Excerpt
In addition, the party establishment has embraced a national alliance with the Communist Party USA, which has actively campaigned for every Democratic presidential nominee since John Kerry in 2004. It’s most popular recent representative was of course Barack Obama, a lifelong Marxist who advocated many programs, including the infamous Obamacare, which were designed as gateway drugs to further socialist developments down the road, and who publicly promoted wealth redistribution and mocked private success.

So why should this same establishment, which certainly and undeniably bases its platform on Marxist premises, and has built that platform with a view to shifting America incrementally in the direction of progressive totalitarianism, show such resistance to the potential candidacy of Bernie Sanders, who has been a tireless and relatively uncompromising fighter on the vanguard of “democratic socialism” for his entire adult life? (By the way, if my ascription of the goal of “progressive totalitarianism” to modern democratic progressives irks you, I direct you to my essay series, “Progressivism 101,” and in particular to the final installment, “Does Progressivism Exist?”)

The answer is hidden in the question. The party establishment espouses the Frankfurt School theories of incremental insinuation. Sanders, by contrast, is an uncompromising fighter on the vanguard of American Marxism. The two positions are entirely compatible in principle, but do not quite mesh pragmatically. Or rather, they are compatible precisely to the extent that the radical vanguard — the “idealistic” wing of the movement — agrees to serve its useful function within the strategy of incremental progress.

Specifically, the role of the Bernie Sanders types (in more modern terms, the Alexandria Ocasio-Cortez types) is to slowly normalize Marxist rhetoric within the mainstream political conversation precisely by appearing to leap out onto progressivism’s lunatic fringe alone, in order to create the societal optics (the “spectrum”) in which the Democratic establishment, by always pulling up two steps shy of the shouting fringe, can sell itself to the masses as a relatively moderate voice for change, thus continually moving the markers down the field toward tyranny without ever appearing as “extremists” in the public discussion.

To state this another way, the establishment is the fringe, but wearing a mainstream mask. 

Sanders’ is popular among those Democrats, particularly the young, who have learned their public school lessons and bought into the mainstream propaganda so well that they no longer see any reason to remain patient, when there are so many victims of social injustice to save, and so many billionaires to imprison. The establishment therefore has to make a hard choice: finally be honest about their goals and publicly join forces with their own grassroots supporters at last; or resist the vanguard’s tyrannical lunge one more time, in the name of preserving a more realistic path to electoral success and the continued corporate support this success requires.

Brief
According to the excerpt on the Democratic establishment and Bernie Sanders, which presidential nominee was the first of those the Communist Party USA has campaigned for?

Material provided

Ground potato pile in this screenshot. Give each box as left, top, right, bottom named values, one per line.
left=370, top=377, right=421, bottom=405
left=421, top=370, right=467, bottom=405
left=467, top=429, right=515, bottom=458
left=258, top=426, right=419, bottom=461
---
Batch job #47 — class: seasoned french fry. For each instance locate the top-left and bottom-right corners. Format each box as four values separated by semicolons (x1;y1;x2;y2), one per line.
...
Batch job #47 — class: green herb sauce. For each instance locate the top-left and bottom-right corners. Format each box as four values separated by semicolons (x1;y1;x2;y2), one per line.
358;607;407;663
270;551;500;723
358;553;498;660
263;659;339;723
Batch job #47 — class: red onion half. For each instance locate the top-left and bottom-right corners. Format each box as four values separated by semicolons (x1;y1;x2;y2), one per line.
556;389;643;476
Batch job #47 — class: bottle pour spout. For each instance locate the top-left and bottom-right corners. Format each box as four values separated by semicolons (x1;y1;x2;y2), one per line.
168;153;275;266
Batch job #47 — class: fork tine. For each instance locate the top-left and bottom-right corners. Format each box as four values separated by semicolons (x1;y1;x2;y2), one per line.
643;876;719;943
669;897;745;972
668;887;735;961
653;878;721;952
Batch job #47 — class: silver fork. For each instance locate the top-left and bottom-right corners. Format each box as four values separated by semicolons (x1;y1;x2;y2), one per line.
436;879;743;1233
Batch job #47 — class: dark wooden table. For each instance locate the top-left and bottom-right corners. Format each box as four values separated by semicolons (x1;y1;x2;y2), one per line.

Response for this exercise
John Kerry, in 2004.